# [WHAT YOU SHOULD DO]
Where the listing below has a line with "the white sneaker", write out exactly that line and every line after it, stopping after the line with "the white field".

# [AVAILABLE DATA]
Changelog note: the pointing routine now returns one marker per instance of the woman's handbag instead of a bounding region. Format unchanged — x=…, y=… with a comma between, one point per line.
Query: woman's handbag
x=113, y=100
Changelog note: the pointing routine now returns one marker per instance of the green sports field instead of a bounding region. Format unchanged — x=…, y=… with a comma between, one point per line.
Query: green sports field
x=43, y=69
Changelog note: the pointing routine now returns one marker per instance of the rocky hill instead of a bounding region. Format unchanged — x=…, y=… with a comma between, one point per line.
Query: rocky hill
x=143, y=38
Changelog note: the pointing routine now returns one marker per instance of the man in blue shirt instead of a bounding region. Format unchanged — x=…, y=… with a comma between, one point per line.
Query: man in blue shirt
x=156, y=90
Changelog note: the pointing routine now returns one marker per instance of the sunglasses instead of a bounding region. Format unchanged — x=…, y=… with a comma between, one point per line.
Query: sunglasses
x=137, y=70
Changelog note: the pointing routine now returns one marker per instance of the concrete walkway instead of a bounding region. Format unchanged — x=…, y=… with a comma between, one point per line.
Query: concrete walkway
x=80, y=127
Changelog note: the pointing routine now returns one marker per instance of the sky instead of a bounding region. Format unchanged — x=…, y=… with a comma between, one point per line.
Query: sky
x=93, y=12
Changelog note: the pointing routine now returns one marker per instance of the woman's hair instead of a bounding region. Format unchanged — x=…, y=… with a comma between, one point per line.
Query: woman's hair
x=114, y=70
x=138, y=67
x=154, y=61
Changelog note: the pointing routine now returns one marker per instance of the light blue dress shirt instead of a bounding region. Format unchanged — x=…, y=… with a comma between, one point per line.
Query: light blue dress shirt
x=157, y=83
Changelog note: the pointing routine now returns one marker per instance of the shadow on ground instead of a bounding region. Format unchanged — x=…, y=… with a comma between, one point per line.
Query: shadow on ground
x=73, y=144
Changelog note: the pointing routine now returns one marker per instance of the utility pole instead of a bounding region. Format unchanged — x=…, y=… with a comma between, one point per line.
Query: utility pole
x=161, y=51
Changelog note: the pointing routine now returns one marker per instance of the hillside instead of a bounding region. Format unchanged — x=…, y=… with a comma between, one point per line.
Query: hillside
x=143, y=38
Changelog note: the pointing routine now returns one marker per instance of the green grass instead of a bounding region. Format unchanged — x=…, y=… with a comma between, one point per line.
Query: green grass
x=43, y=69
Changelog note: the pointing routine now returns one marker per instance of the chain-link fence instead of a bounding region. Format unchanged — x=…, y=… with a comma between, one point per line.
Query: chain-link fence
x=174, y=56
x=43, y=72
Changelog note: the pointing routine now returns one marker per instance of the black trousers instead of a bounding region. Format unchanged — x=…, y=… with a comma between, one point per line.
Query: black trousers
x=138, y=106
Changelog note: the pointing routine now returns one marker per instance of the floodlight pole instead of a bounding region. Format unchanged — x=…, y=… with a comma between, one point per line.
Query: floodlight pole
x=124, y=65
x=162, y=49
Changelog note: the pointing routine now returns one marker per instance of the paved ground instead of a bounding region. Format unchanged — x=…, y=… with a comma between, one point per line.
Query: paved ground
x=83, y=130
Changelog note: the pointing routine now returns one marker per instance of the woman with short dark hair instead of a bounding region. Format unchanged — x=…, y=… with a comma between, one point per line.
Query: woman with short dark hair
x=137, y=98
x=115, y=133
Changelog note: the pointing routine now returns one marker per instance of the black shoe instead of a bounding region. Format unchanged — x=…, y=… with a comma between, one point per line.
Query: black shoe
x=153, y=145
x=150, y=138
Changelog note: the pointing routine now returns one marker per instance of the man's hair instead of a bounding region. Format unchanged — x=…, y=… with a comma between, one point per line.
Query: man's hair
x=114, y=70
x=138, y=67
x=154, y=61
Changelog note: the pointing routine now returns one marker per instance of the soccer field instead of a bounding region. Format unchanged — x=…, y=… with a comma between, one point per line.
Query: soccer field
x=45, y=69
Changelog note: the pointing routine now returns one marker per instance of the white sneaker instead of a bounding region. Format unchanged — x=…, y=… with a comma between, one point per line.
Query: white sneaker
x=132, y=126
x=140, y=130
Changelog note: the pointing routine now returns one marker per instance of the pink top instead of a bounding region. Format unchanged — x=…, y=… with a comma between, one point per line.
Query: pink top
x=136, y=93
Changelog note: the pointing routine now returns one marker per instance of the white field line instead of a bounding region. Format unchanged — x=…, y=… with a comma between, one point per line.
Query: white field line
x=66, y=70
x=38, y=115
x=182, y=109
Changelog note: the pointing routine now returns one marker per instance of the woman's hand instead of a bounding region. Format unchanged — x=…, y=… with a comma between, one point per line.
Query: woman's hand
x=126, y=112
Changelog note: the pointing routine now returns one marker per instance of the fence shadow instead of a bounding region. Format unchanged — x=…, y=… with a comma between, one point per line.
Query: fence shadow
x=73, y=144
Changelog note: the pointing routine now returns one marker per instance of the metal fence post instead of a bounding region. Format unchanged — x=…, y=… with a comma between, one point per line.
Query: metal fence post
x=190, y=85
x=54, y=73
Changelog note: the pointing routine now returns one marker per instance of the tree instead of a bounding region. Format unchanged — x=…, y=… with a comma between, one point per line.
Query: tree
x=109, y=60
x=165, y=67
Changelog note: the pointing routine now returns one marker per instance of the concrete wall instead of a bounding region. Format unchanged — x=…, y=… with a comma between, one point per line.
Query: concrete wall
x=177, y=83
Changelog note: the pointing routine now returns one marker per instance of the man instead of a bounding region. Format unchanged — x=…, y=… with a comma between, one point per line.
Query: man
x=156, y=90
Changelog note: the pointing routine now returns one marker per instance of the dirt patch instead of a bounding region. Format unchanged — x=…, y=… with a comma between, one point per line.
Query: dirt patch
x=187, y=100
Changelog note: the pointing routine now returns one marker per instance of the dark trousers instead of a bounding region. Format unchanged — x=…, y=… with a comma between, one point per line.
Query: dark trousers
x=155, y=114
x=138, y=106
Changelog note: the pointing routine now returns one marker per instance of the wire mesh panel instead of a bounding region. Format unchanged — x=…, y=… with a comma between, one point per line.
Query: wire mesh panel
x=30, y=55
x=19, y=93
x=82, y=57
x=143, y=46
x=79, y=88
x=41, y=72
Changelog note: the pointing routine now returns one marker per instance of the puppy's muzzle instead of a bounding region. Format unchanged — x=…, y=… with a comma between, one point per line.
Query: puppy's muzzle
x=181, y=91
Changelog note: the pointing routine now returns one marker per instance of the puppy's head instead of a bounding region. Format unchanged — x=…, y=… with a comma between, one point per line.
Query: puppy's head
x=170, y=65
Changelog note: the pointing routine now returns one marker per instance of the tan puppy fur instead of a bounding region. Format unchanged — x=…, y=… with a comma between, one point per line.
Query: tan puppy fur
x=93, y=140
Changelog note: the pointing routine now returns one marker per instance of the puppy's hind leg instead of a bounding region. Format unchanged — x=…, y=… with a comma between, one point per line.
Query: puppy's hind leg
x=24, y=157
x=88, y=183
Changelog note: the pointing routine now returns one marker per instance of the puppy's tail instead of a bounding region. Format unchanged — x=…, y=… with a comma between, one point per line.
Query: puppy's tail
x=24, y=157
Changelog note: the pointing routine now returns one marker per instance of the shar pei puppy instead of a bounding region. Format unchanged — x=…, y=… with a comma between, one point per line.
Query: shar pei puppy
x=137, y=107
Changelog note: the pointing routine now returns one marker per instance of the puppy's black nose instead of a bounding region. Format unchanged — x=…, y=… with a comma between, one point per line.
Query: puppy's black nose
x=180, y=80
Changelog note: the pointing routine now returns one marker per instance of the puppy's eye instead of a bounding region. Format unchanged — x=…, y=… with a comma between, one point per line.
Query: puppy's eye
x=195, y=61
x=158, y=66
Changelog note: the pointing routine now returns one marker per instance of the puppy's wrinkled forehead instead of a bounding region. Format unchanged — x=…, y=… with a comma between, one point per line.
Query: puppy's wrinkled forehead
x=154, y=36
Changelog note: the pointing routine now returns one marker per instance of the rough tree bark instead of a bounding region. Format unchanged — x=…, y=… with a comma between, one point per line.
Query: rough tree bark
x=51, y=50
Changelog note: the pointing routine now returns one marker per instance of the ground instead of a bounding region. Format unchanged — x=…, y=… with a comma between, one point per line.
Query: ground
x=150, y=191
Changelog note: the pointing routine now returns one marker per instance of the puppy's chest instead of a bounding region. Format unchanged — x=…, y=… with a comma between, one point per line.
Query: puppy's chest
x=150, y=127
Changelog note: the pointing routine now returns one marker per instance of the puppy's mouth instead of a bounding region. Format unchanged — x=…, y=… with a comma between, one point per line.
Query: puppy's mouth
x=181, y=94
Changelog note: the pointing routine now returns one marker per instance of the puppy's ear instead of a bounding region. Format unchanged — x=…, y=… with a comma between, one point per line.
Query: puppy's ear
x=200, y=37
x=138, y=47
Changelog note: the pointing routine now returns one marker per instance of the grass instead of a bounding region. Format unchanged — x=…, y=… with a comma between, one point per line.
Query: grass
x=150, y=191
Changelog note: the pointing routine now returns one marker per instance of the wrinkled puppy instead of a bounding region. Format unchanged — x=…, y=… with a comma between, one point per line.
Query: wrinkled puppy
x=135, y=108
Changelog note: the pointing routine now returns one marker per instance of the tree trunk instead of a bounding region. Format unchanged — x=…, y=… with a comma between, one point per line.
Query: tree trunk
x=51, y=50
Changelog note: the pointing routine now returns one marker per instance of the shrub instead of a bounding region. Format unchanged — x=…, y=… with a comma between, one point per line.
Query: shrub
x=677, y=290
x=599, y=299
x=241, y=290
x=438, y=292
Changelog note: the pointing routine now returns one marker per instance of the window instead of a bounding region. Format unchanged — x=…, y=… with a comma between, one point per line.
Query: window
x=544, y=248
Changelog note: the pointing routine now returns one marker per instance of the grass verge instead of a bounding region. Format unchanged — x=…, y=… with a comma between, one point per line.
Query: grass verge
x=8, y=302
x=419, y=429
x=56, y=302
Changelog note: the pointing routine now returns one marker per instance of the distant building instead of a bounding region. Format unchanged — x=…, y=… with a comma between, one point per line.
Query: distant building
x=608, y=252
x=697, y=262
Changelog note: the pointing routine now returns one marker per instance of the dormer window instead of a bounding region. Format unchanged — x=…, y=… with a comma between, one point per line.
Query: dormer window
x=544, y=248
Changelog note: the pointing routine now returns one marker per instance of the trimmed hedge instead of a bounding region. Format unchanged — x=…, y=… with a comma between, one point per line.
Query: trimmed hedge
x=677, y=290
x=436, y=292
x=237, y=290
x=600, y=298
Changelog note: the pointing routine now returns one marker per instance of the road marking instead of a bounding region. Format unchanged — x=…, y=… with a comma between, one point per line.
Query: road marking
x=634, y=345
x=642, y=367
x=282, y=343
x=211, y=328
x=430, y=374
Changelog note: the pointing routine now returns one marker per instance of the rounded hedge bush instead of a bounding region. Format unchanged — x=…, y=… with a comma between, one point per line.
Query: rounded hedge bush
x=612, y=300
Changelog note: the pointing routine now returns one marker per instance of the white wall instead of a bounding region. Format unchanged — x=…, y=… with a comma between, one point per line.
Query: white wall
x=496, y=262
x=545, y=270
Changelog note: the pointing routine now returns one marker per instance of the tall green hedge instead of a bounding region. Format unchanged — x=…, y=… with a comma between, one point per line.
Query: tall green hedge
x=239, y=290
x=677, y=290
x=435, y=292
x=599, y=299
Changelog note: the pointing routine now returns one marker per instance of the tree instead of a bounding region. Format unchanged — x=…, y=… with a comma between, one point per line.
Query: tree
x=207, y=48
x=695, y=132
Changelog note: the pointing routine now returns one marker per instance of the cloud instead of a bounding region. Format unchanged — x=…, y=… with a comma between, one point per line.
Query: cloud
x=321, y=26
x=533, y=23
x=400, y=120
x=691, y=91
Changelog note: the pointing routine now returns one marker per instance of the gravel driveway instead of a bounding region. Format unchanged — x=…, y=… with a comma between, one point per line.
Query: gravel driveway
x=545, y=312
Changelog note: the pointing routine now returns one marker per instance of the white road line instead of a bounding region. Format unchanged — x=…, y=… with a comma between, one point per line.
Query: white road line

# [WRITTEN SOLUTION]
Changelog note: the pointing routine now returns one marker per instance of the white sneaker instead of a bounding region. Format unchanged — x=…, y=… with a comma between, one point per line.
Query: white sneaker
x=132, y=126
x=140, y=130
Changelog note: the pointing routine now returns one marker per instance of the pink top instead of a bounding region. Format unchanged — x=…, y=… with a comma between, one point per line.
Query: pink top
x=136, y=93
Changelog note: the pointing routine now returns one marker per instance of the white field line instead of a bounding region. Format unchanged — x=…, y=… with a comma between, one point per line.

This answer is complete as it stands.